> **Record extracts**
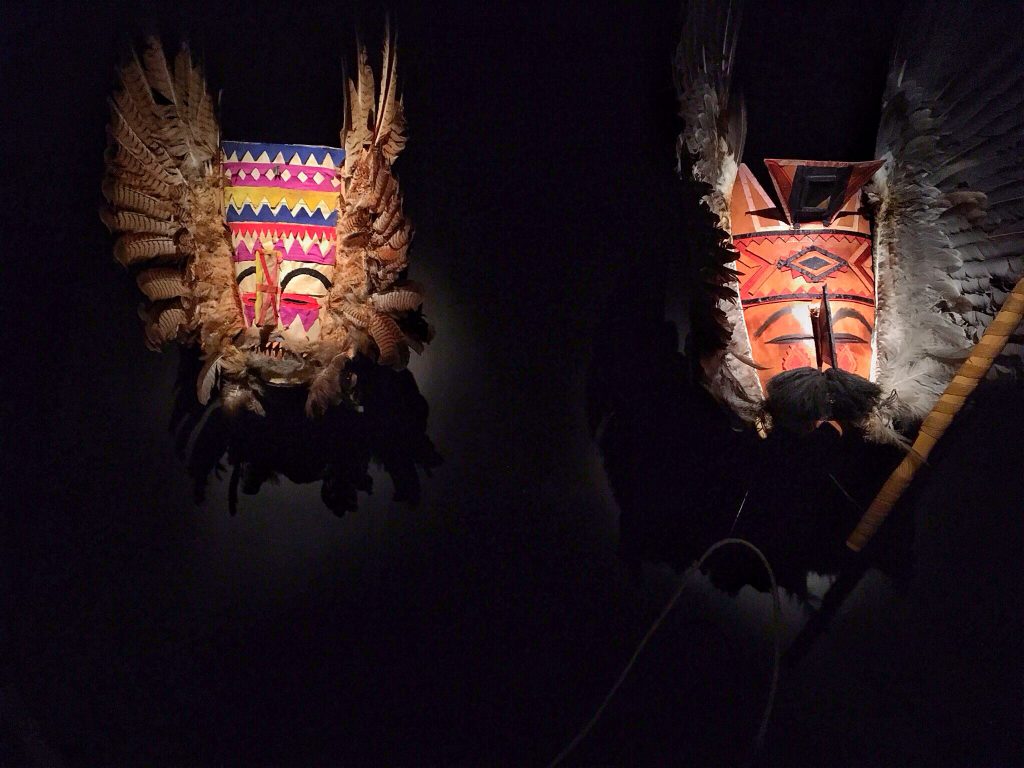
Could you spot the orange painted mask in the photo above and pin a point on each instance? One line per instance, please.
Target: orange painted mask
(805, 268)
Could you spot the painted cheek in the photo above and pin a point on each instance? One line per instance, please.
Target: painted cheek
(305, 308)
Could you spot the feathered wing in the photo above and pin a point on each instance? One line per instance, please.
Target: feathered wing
(162, 187)
(369, 294)
(712, 145)
(949, 223)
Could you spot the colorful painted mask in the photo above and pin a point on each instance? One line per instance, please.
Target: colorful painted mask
(805, 270)
(826, 304)
(282, 262)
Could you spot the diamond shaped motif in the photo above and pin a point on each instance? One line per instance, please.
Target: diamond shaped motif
(813, 263)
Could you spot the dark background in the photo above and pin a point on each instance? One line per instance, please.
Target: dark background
(483, 626)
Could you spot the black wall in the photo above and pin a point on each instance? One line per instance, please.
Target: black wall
(483, 626)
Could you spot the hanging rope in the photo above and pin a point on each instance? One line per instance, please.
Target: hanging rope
(970, 373)
(776, 653)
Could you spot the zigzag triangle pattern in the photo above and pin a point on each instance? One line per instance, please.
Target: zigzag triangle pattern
(284, 197)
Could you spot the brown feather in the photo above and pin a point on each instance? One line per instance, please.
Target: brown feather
(133, 248)
(124, 197)
(129, 221)
(162, 283)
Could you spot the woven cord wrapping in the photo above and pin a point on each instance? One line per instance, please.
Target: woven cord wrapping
(970, 373)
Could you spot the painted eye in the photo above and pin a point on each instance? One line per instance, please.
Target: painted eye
(790, 339)
(849, 339)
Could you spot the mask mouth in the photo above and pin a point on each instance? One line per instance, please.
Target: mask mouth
(803, 398)
(274, 349)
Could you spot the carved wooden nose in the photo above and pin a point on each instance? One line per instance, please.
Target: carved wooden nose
(267, 287)
(824, 341)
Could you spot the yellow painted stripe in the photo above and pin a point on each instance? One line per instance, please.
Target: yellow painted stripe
(239, 196)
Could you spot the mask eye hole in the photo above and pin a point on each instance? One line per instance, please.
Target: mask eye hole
(817, 193)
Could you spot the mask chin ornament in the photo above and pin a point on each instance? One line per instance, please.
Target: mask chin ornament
(852, 297)
(281, 262)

> **Try it**
Ignore the images and quote every line of the listing exactly.

> **Solution to the problem**
Could you spot the orange painted mask in the photo above and pin a point on each instance? One line per instance, please.
Target: orange painted mask
(805, 268)
Could you spot the painted cheek in the photo above and pin a point on each instance? One line per instance, please.
Target: painted cheek
(305, 308)
Could you spot the feathered wing in the photo above and pin a point on each instance? One line per instance, please.
Target: feathered wing
(162, 187)
(369, 294)
(712, 145)
(949, 223)
Could you spot the colorful painted mask in the photo above and pin a point on each instance? One line per instance, please.
Target: colorful painted mask
(805, 270)
(826, 304)
(282, 262)
Could you spot the diamond shaped motif in the photo above and pin a point on each instance? One line per instance, please.
Target: diamond shaped motif
(813, 263)
Could you spot the dark background in the photo above and pin a point on each instance? One line per instance, please.
Target: dark background
(483, 626)
Could you spot the black wall in the photo above and pin a point on each instance? One line per instance, please.
Target: black wall
(483, 626)
Could you spot the hanging rope in the photo above and pin a point on each instance? One line per instance, please.
Target: hanging rope
(970, 373)
(776, 653)
Could you spot the zigzag triangle pattern in the photo above and pin a point on each instance? One line per instance, please.
Target: zigzag triangle pattern
(284, 197)
Could you spot the brown feather in the photo above and pin a point on each instance? One line per instance, please.
Target: brown feather
(133, 248)
(124, 197)
(129, 221)
(162, 283)
Could you spot the woven cord wrapping in the photo above and pin a point on each instance? One line per instance, please.
Target: woven cord wrapping
(970, 373)
Could you spot the painted eye in the photo above and pin a point on each instance? One line per instance, please.
Target: painted eye
(790, 339)
(849, 339)
Could you spot the mask mouth in the photo above and pin a point on each instance? One line per instance, please.
Target: mask mouth
(803, 398)
(274, 349)
Could you spot the carved wooden nose in the photo above and pin a point on each instance? One line per instance, please.
Target: carved wooden nose
(267, 287)
(824, 341)
Could you spot the yellow painted stripe in the photo above and pin a point on each instance? One line per instance, please.
Target: yellow painted stripe
(239, 196)
Could you spot the mask eye hole in the photo above and pin a point on each instance? One line per instance, please.
Target: mask eye hole
(817, 193)
Could you spot the mask chin ornament in the photo above and pin a point on each instance? One line per instance, please.
Target: mask chin ornament
(852, 297)
(281, 262)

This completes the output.